BEGIN PASSAGE

Although some things should be left to run their natural course…
Square-Enix seem to have finally got it.
In a development that is so rare for the games industry it could be classified as an endangered species, the Japanese publishing giant looked towards the global success of Bravely Default – a game not intentionally developed for a Western market – and numerous attempts at games designed specifically to have as global an audience as possible. The reality was stark and unavoidable; Bravely Default not only sold well, but made money, as opposed to games such as Thief and Tomb Raider, which have both been relative disappointments in many ways. The lesson learned?
“If you focus too much on the global aspect, you might lose sight of who you’re actually making the game for.”
This sudden and acute case of common sense is an anomaly in a market greedily hunting for the next million; but it’s no less important for a company like Square-Enix, who lost their way somewhat years ago when focus shifted from their traditional Japanese roots to trying to keep up with what Western developers and publishers were doing. Rather than seeing what they had, and how wonderful it was, they were blinded and dazzled by short-term successes across the pond, hunting around desperately for a slice of the pie despite the pie being eaten already. To use a saying I enjoy, “Sure, my garden has grass made of solid gold, but my neighbours Astroturf just looks so inviting…”
This isn’t unique however to Japanese developers though; the industry has been caught in this trap for some years now, with varying degrees of success to show for it. Whilst it’s possible to outmanoeuvre a rival with a quality product – most of the time, the ideals are short-sighted and driven solely to create wealth at the expense of the consumer and company name. There’s very little other way to explain the likes of Thief – trying so hard to be Dishonored, the new kid on the block in a genre Thief used to have all to itself. But Dishonored succeeded because it was great; it had focus, knew what it wanted to be. Thief… didn’t. It ended up a shadow of the pretender to the throne; usurped by lieu of its own narrow-minded focus.
It’s also true that the more people who pile into a market, the less market each one will have. Sharing an audience is a nice idea in theory; but hype campaigns and PR rubbish does encourage and indeed, reward in some cases the segregation of titles within a genre. Rather than enjoying a wide variety of first-person shooters, the market is fragmented into camps; one likes Call of Duty, one likes Battlefield, one likes Killzone, one likes Halo and so on – and all sides are so often pitted against each other in the most pointless and ridiculous fanboy war in the known universe. They’ve been conditioned to only accept THEIR chosen game as the market leader, as the primary Holy Grail, and everyone else therefore must be wrong. It’s a crusade that only demonstrates how hilariously inept marketing has become – I mean, why grow a genre and encourage people to spend money in fertile new ideas for the genre when you can convince people to just throw all their money into your bank account, eh?

END PASSAGE

INSTRUCTION 1
Select every line of the records that contains the string "flower", treating uppercase and lowercase as different.
The article above has no connection to the records that come next.

BEGIN MATERIAL

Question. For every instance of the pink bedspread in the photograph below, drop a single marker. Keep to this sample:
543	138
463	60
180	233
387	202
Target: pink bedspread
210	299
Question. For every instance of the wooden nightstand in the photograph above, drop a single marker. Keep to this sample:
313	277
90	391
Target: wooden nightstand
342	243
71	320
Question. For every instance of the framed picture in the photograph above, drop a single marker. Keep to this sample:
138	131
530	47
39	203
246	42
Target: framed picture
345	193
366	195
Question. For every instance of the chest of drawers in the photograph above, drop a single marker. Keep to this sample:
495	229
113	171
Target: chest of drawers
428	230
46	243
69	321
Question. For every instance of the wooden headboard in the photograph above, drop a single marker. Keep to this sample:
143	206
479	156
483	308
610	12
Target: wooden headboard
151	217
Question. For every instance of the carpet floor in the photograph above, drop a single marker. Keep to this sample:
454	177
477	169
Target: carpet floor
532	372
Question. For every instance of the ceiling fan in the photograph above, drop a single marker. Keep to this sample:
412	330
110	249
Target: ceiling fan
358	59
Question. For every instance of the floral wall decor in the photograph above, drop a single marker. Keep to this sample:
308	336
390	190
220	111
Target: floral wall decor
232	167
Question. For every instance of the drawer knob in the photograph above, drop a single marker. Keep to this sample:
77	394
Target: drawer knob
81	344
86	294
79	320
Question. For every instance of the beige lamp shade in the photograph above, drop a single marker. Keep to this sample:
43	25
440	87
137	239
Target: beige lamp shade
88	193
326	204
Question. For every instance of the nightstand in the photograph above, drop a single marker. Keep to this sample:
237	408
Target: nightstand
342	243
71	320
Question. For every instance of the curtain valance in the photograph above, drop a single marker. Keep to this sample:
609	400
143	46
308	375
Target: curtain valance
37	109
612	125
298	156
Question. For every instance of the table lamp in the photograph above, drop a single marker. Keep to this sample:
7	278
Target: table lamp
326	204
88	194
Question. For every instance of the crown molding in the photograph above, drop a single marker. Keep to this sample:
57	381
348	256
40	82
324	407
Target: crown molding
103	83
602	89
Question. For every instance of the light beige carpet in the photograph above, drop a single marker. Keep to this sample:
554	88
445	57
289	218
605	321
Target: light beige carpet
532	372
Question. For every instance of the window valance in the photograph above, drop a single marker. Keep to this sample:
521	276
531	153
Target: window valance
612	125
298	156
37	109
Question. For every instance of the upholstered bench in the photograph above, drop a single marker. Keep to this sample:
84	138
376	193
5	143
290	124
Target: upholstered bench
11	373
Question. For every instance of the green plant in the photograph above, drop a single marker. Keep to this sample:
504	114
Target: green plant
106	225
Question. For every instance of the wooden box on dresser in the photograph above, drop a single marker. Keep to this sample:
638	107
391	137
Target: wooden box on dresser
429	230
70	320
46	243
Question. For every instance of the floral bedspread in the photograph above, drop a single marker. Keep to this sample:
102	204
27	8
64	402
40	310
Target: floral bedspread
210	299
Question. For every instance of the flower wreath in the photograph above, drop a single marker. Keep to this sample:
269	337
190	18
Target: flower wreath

END MATERIAL

INSTRUCTION 2
Render this sentence from the article on Square-Enix into Spanish: "But Dishonored succeeded because it was great; it had focus, knew what it wanted to be."

SOLUTION 1
Question. For every instance of the flower wreath in the photograph above, drop a single marker. Keep to this sample:
Target: flower wreath

SOLUTION 2
Pero Dishonored triunfó porque era excelente; tenía enfoque, sabía lo que quería ser.